(DESAFIOS):
(a) Segundo o texto sobre política, qual é a melhor escola de cidadania?
(b) Dê continuidade ao texto sobre política, começando logo depois da última frase.

(TEXTO):
Pelo visto, o labirinto não tem mesmo saída tão fácil. Os sinais projetam questionamentos no ar. O que querem dizer com seus pontos de interrogação é uma tarefa que precisamos cuidar de entender. A transformação dos sinais em visão comum e de visão em processo político compartilhado depende de um esforço de consentimento para o qual sempre fomos desestimulados: a aceitação da política como parte efetiva do nosso cotidiano. Cada momento histórico é único. Somente acreditando na política seremos capazes de distinguir os políticos vocacionados daqueles que são apenas mercadores da coisa pública. O apego pela política nos impulsiona a contribuir para a construção e desenvolvimento de alternativas que contrariem os nossos desejos induzidos pelo poder de padronização cultural e abre espaço aos nossos desejos mais verdadeiros.

As injustiças e as desigualdades se agravam mais e mais quando temos a sensação de impotência social, por força do labirinto e das replicações perfeitas das suas passagens. Queiramos ou não, o caminho para a saída passa pelo fazer político. Por isso, todos deveríamos tirar um pouco que seja do nosso tempo para fazer política. Mas fazer isso de forma consciente, pensando grande, e não somente em períodos eleitorais e em busca de vantagens localizadas. Temos que aprender a desativar o modelo mental que nos aprisionou ao alheamento. E a melhor escola de cidadania é a própria vida tratada com respeito.

Nada de pressa. Quanto mais se faz algo com calma, mais longo é o alcance e a grandeza da conquista. Poderemos começar observando os poucos políticos que admiramos; como deve ser difícil para eles serem exceções no meio do eufemismo, da desfaçatez e do cinismo dos falsos políticos. De longe, todos podem até parecer iguais, mas não são. Um paciente processo educativo nos libertará do vício de só saber falar mal, de só ficar repassando mensagens eletrônicas corrosivas e de atribuir sempre aos outros a culpa pelos infortúnios.

A intensidade de desvalores com que somos bombardeados diariamente transforma as exceções em regras e nos empurra para o fastio político. Ser ruim, ser bandido e ser cheio de armações atrai purpurina, enquanto ser íntegro não significa nada. Essa é uma equação que precisa ser desmontada sob pena de ficar cada vez mais difícil de lançarmos qualquer crença em destino. Ainda acredito nos valores fundamentais que nos fizeram conceber a história da humanidade. Vivemos uma crise de significados que será resolvida quando atentarmos para a farsa e compreendermos a ética como um nexo com a nossa consciência.

(MATERIAL FORNECIDO):
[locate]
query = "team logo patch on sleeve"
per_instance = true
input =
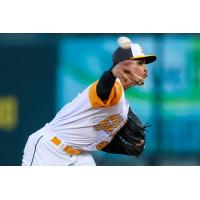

(RESPOSTAS):
(a) A própria vida tratada com respeito.

(b)
Os países e as nações são em parte as suas culturas. Na América Latina, essas culturas estão manifestando o que sentem: ninguém suporta mais viver em função de colonizadores. O povo venezuelano recuperou para si a indústria petrolífera e vem transformando petróleo em alfabetização de adultos, educação infantil e, somente de profissionais cubanos da área de saúde, conta com mais de 20 mil pelos bairros de Caracas e pelo interior do país. No Brasil, vemos os efeitos distributivos da Bolsa-Família; os avanços da nossa independência comercial; a demarcação de reservas indígenas, florestas nacionais e áreas de preservação; e a nossa ousadia de termos sido um dos articuladores do protocolo assinado em Paris, no dia 20/10/2005, por 148 países, para regularizar a Proteção e a Promoção da Diversidade e das Expressões Culturais, contrariando os interesses dos EUA.

O ano termina com a eleição na Bolívia de Evo Morales, logo no primeiro turno. Ele pretende renegociar contratos com empresas estrangeiras, nacionalizar as riquezas naturais, dar liberdade à cultura tradicional da folha de coca, proibir o narcotráfico e tem declarado que não vai criar um ministério dos brancos – a exemplo do ministério que trata especificamente das questões indígenas – para poder ser de fato o presidente de todos os bolivianos. Mas está cercado em seu labirinto, no nosso labirinto. E a saída esconde uma visão continental que possa incorporar e ampliar as visões nacionais da gente latino-americana.